■ What you need to do ■
Reproduce verbatim the stretch of the items from their beginning through the line containing "rough mask: <svg", both ends included. Leave the pictures out.
☆ ☆ ☆ ☆
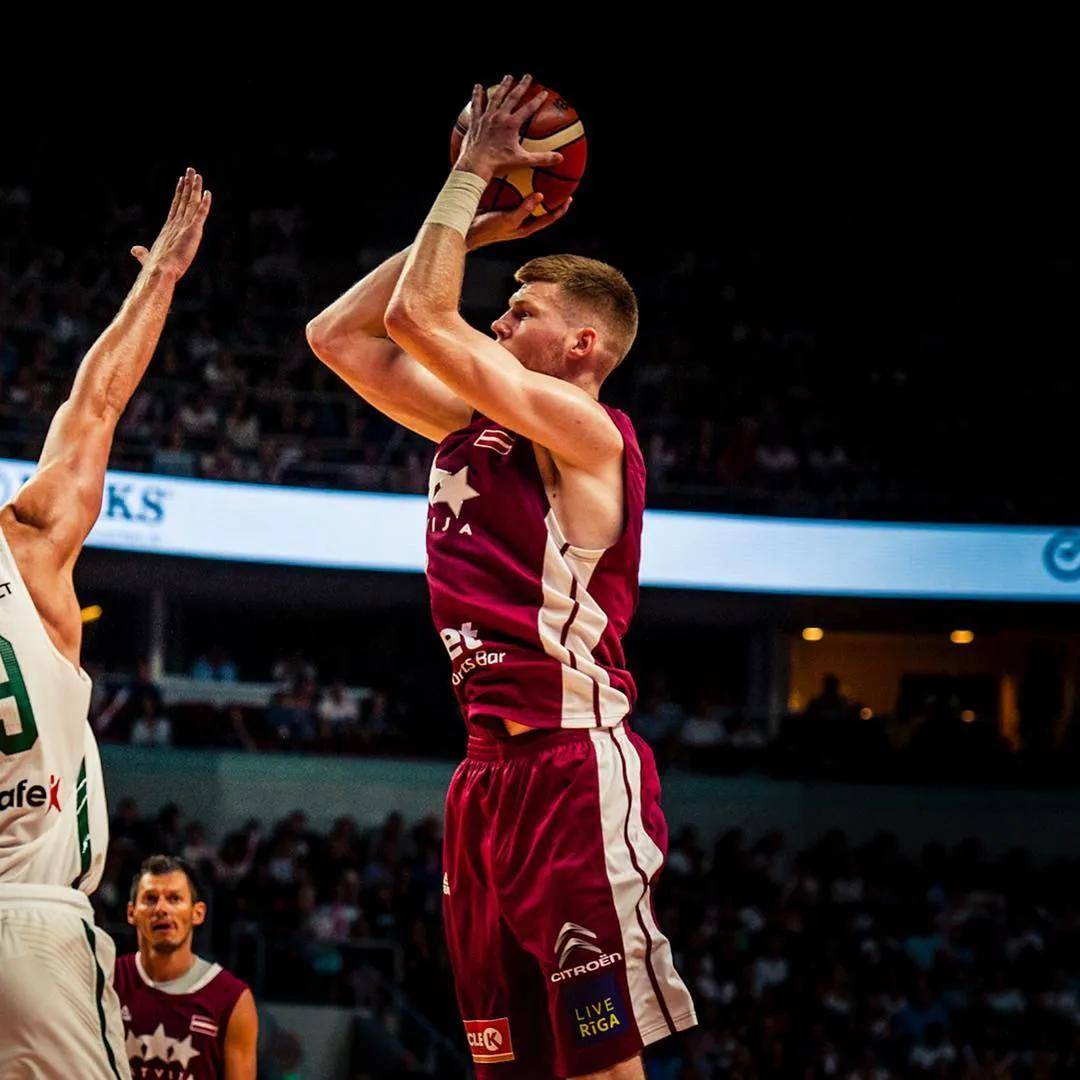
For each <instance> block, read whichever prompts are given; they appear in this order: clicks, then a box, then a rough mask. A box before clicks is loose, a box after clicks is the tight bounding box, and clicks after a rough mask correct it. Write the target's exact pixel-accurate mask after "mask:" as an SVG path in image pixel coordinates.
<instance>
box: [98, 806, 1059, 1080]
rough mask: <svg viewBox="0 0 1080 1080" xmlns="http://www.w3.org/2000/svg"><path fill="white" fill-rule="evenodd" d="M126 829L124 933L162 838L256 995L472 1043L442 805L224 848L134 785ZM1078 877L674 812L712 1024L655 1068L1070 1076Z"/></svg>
mask: <svg viewBox="0 0 1080 1080" xmlns="http://www.w3.org/2000/svg"><path fill="white" fill-rule="evenodd" d="M111 831H112V841H111V847H110V853H109V862H108V866H107V868H106V875H105V879H104V881H103V885H102V888H100V889H99V890H98V892H97V894H96V896H95V904H96V905H97V907H98V916H99V918H100V919H102V920H103V923H104V924H106V926H108V927H110V928H111V929H113V931H114V932H116V933H117V934H118V935H119V936H120V937H121V947H126V945H127V944H129V942H127V940H126V939H125V937H124V934H125V930H124V926H123V910H124V902H125V897H126V890H127V885H129V882H130V875H131V874H132V873H133V872H134V868H135V867H136V866H137V865H138V862H139V861H140V860H141V859H143V858H144V856H145V855H146V854H148V853H149V852H151V851H154V852H157V851H164V852H168V853H174V854H180V855H183V856H184V858H185V859H187V860H188V861H189V862H191V863H192V864H193V865H194V866H197V867H198V868H199V870H200V875H201V878H202V881H203V887H204V891H205V892H206V895H207V899H208V901H210V912H211V920H210V926H208V928H207V929H206V930H205V931H204V932H203V933H204V937H203V941H202V943H201V945H200V947H201V948H202V949H203V950H204V951H211V953H212V954H214V955H215V956H216V957H218V958H219V959H220V960H221V961H222V962H226V963H230V964H231V966H232V967H234V968H237V969H238V971H239V972H240V973H241V974H242V975H244V976H245V977H247V978H248V980H251V981H252V982H253V984H254V985H255V986H256V989H257V993H258V994H259V995H261V996H265V997H268V998H274V999H278V1000H308V1001H322V1002H335V1003H343V1004H362V1005H370V1004H372V1003H373V1002H374V1003H375V1005H376V1008H377V1009H381V1010H383V1011H384V1012H393V1013H394V1016H395V1017H396V1021H395V1022H394V1028H395V1030H397V1031H399V1032H404V1035H402V1036H401V1037H402V1038H403V1039H406V1040H407V1039H408V1038H409V1031H410V1027H409V1025H408V1024H404V1025H403V1024H402V1023H401V1015H402V1013H403V1011H404V1013H408V1014H409V1015H411V1014H413V1011H415V1012H416V1013H418V1014H419V1015H421V1016H422V1017H424V1018H426V1020H427V1022H429V1023H430V1024H431V1025H432V1026H433V1027H434V1028H436V1029H437V1030H438V1031H442V1032H443V1034H444V1035H445V1036H446V1037H447V1038H448V1039H450V1040H458V1039H459V1034H460V1032H459V1026H458V1020H457V1013H456V1009H455V1004H454V998H453V993H451V989H450V982H449V974H448V968H447V960H446V956H445V950H444V947H443V944H442V932H441V915H440V912H441V901H442V869H441V840H440V829H438V825H437V823H436V822H435V821H433V820H427V821H422V822H418V823H415V824H411V825H408V824H406V823H405V822H404V821H403V820H402V818H401V815H400V814H396V813H392V814H390V815H389V816H388V818H387V820H386V822H384V823H383V824H382V825H381V826H379V827H377V828H372V829H363V828H360V827H359V826H357V824H356V823H355V822H354V821H352V820H351V819H348V818H340V819H338V820H337V821H335V822H334V823H333V825H332V826H330V828H329V831H328V832H327V833H320V832H319V831H316V829H314V828H313V827H312V825H311V823H310V822H309V820H308V819H307V816H306V815H305V814H303V813H302V812H301V811H295V812H293V813H291V814H289V815H288V816H287V818H285V819H283V820H282V821H280V822H276V823H273V824H272V825H269V826H265V825H262V824H260V823H259V822H256V821H252V822H248V823H247V824H246V825H244V827H243V828H241V829H239V831H237V832H234V833H230V834H229V835H227V836H226V837H224V838H222V839H221V841H220V842H219V843H212V842H208V841H207V837H206V829H205V826H204V825H203V824H201V823H199V822H197V821H193V820H187V821H186V820H185V819H184V816H183V814H181V812H180V811H179V810H178V809H177V807H175V806H166V807H164V808H163V809H162V810H161V811H160V812H159V813H158V814H157V816H156V818H153V819H149V820H148V819H145V818H143V816H141V815H140V813H139V811H138V808H137V807H136V806H135V804H134V802H133V801H132V800H131V799H122V800H120V801H119V802H118V804H117V810H116V815H114V818H113V820H112V824H111ZM1078 887H1080V862H1077V861H1069V862H1064V861H1063V862H1057V863H1053V864H1044V865H1039V864H1036V863H1035V861H1034V860H1032V858H1031V856H1030V855H1028V854H1027V853H1026V852H1024V851H1020V850H1016V851H1012V852H1010V853H1009V854H1007V855H1005V856H1003V858H1000V859H989V858H987V855H986V854H985V852H984V851H983V849H982V848H981V846H980V843H978V842H977V841H975V840H967V841H964V842H963V843H961V845H959V846H958V847H957V848H956V849H954V850H946V849H945V848H944V847H942V846H941V845H937V843H929V845H928V846H927V847H926V848H924V849H923V850H922V852H921V854H920V855H919V856H918V858H912V856H910V855H909V854H908V853H905V852H904V851H902V850H901V848H900V846H899V843H897V841H896V839H895V838H894V837H892V836H889V835H883V834H882V835H878V836H877V837H876V838H875V839H874V840H872V841H870V842H868V843H866V845H864V846H860V847H855V846H852V845H851V843H850V842H849V840H848V839H847V837H846V836H845V835H843V834H842V833H840V832H832V833H829V834H827V835H825V836H823V837H821V838H819V839H818V840H816V841H815V842H813V843H811V845H810V846H809V847H807V848H805V849H802V850H797V851H793V850H791V848H789V847H788V845H787V843H786V841H785V838H784V836H783V835H782V834H780V833H779V832H774V831H773V832H766V833H764V834H762V835H760V836H757V837H747V836H746V835H744V834H743V833H742V832H741V831H732V832H729V833H728V834H726V835H724V836H721V837H720V838H719V839H718V840H717V841H716V842H715V843H706V842H705V841H704V840H703V839H702V838H701V837H700V836H699V835H698V834H697V832H696V831H694V828H693V826H689V825H688V826H684V827H680V828H675V829H673V838H672V841H671V845H670V854H669V860H667V866H666V869H665V870H664V875H663V877H662V879H661V882H660V887H659V891H658V893H657V899H656V904H657V914H658V919H659V921H660V924H661V926H662V927H664V928H665V931H666V933H667V934H669V936H670V937H671V941H672V945H673V948H674V953H675V958H676V964H677V967H678V968H679V970H680V971H681V973H683V974H684V976H685V978H686V981H687V983H688V985H689V986H690V988H691V991H692V994H693V997H694V999H696V1003H697V1009H698V1014H699V1018H700V1021H701V1025H700V1027H699V1028H697V1029H694V1030H693V1031H690V1032H687V1034H686V1035H685V1036H683V1037H680V1038H679V1039H677V1040H670V1041H667V1042H664V1043H662V1044H660V1045H659V1047H658V1048H657V1049H656V1051H653V1052H652V1053H651V1054H650V1059H649V1070H650V1071H649V1076H650V1077H652V1078H653V1080H703V1078H707V1077H720V1076H723V1077H728V1078H731V1080H758V1078H761V1080H764V1078H768V1077H799V1078H807V1080H809V1078H826V1077H837V1078H843V1080H891V1078H897V1080H899V1078H904V1077H946V1078H957V1080H989V1078H1015V1080H1021V1078H1032V1080H1035V1078H1038V1080H1051V1078H1054V1080H1056V1078H1064V1077H1071V1076H1076V1075H1078V1072H1080V907H1078V902H1077V896H1078V894H1080V890H1078ZM254 941H257V943H258V947H257V948H254V947H252V943H253V942H254ZM391 987H397V988H399V989H401V990H403V993H404V999H399V998H396V997H395V996H394V995H393V993H392V990H391V989H390V988H391ZM388 1002H393V1003H388ZM388 1023H390V1021H389V1020H388ZM417 1061H419V1058H417V1059H416V1061H415V1062H414V1065H415V1066H416V1067H417V1068H418V1069H419V1066H418V1065H417ZM443 1068H444V1070H443V1071H442V1072H441V1074H440V1075H442V1076H449V1075H451V1074H450V1072H449V1071H446V1068H445V1066H444V1067H443Z"/></svg>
☆ ☆ ☆ ☆
■ Response ■
For each <instance> block, read whichever prompts are given; they appear in this order: clicks, then a box, then a rough mask. A box before clicks is loose, a box after clicks is the tight bounding box, and clicks after a rough mask correct it. Write the target's exact pixel-accurate mask after "mask:" as an SVG path in image pixel coordinates.
<instance>
box: [98, 806, 1059, 1080]
rough mask: <svg viewBox="0 0 1080 1080" xmlns="http://www.w3.org/2000/svg"><path fill="white" fill-rule="evenodd" d="M126 829L124 933L162 838L256 995L472 1043L442 805L224 848L134 785ZM1078 877L674 812L712 1024L655 1068L1070 1076Z"/></svg>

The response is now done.